■ **Given instruction**: Rewrite only the lines that begin at the one containing "need is dome" and stop after the one containing "65, 0, 68, 12", requests included. Scale every box coordinate in them by 1.55 and round each result to a whole number, halves going up, while leaving the request text as it is.

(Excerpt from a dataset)
— BEGIN —
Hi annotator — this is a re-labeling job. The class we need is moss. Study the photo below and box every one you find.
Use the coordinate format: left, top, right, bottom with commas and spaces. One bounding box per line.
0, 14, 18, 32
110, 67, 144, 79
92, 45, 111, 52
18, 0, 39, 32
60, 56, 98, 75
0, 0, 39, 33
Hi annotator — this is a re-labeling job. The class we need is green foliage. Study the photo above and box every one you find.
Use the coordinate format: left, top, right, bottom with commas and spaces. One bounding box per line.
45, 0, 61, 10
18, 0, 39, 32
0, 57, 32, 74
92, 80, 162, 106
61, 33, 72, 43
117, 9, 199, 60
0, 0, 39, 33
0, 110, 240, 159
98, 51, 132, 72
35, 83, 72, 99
— END —
— BEGIN —
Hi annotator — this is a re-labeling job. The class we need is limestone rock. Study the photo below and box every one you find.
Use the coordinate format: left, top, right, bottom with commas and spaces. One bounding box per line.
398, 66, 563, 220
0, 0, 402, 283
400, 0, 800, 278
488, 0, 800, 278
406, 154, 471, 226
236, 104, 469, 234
— END —
— BEGIN —
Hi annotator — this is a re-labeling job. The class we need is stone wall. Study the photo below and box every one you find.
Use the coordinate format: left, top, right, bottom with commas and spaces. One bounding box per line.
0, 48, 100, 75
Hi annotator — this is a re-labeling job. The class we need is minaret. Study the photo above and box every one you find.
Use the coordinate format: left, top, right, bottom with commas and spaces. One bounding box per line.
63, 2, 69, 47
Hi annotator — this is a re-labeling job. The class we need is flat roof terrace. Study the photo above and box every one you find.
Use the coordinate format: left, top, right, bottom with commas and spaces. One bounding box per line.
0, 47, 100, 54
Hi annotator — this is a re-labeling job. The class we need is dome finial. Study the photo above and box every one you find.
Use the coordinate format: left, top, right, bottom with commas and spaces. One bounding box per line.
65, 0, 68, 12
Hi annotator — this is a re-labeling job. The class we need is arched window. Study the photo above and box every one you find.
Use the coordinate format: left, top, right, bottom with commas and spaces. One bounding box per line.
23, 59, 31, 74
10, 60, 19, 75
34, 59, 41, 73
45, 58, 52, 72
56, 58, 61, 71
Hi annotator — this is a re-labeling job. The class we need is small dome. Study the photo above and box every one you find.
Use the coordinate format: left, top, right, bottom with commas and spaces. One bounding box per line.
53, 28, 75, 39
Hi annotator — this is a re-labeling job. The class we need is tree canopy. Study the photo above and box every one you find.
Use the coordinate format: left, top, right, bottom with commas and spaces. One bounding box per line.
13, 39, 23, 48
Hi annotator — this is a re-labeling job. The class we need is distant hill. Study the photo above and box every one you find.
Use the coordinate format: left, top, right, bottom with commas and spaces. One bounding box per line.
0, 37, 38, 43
— END —
■ **The answer**:
Hi annotator — this is a re-labeling job. The class we need is dome finial. Study the photo above and box every one you find.
Use the coordinate format: left, top, right, bottom with commas and spaces. One bounding box per line.
101, 0, 105, 19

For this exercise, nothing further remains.